Required actions:
1. List every person named in the Rubens drawing excerpt, counting each person only once.
2. Carry the Rubens drawing excerpt forward from its final line.

Excerpt to read:

========================================

In terms of the combining of these three techniques within a single drawing, perhaps the closest parallel to this newly discovered sheet is the splendid Man on Horseback (Study for the Portrait of the Duke of Lerma), drawn in September 1603 and now in Munich.7  The pen-work in that drawing is more detailed and the execution generally tighter than here, but there are considerable similarities in the density of black chalk, and its combination with rather flat areas of wash, especially towards the left of the sheet. The Munich drawing is very likely an earlier work than this, but the comparison highlights how innovative Rubens was, on a technical level, throughout his career, and how ready he always was to experiment with highly original combinations of media in his drawings.

In the absence of any information regarding the purpose for which this drawing was made, it can only be rather tentatively dated, but collectively the various comparisons mentioned above suggest that it was most probably executed some time in the late 1610s. Perhaps, like the St. Norbert oil sketch, it was made in connection with a sculptural project.

1.     See Peter C. Sutton and Marjorie E. Wiseman, Drawn by the Brush, Oil Sketches by Peter Paul Rubens, exh. cat., Bruce Museum of Arts and Sciences, Greenwich, CT, and Berkley Art Museum, University of California, 2004-05 pp. 134-37, cat. 13.

========================================

Data section:
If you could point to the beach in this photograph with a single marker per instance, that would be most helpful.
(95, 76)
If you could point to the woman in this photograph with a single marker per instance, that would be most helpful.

========================================

Written answers:
1. Peter Paul Rubens, the Duke of Lerma, St. Norbert, Peter C. Sutton, Marjorie E. Wiseman

2.
2.        Although the paintings that Rubens made for this church were destroyed by fire in 1718, the scheme is recorded though the commission documents, and through early 18th-century copies made by Jacob de Wit and Christian Benjamin Müller. Most broadly similar to our drawing in composition are the representations of St. Athanasius overcoming Arius, and St Ambrose, though both are much more foreshortened, as befits their intended location. See John Rupert Martin, Corpus Rubenianum Ludwig Burchard. Part I. The Ceiling Paintings for the Jesuit Church in Antwerp, London/New York 1968, cats. 19a, 19b, 34.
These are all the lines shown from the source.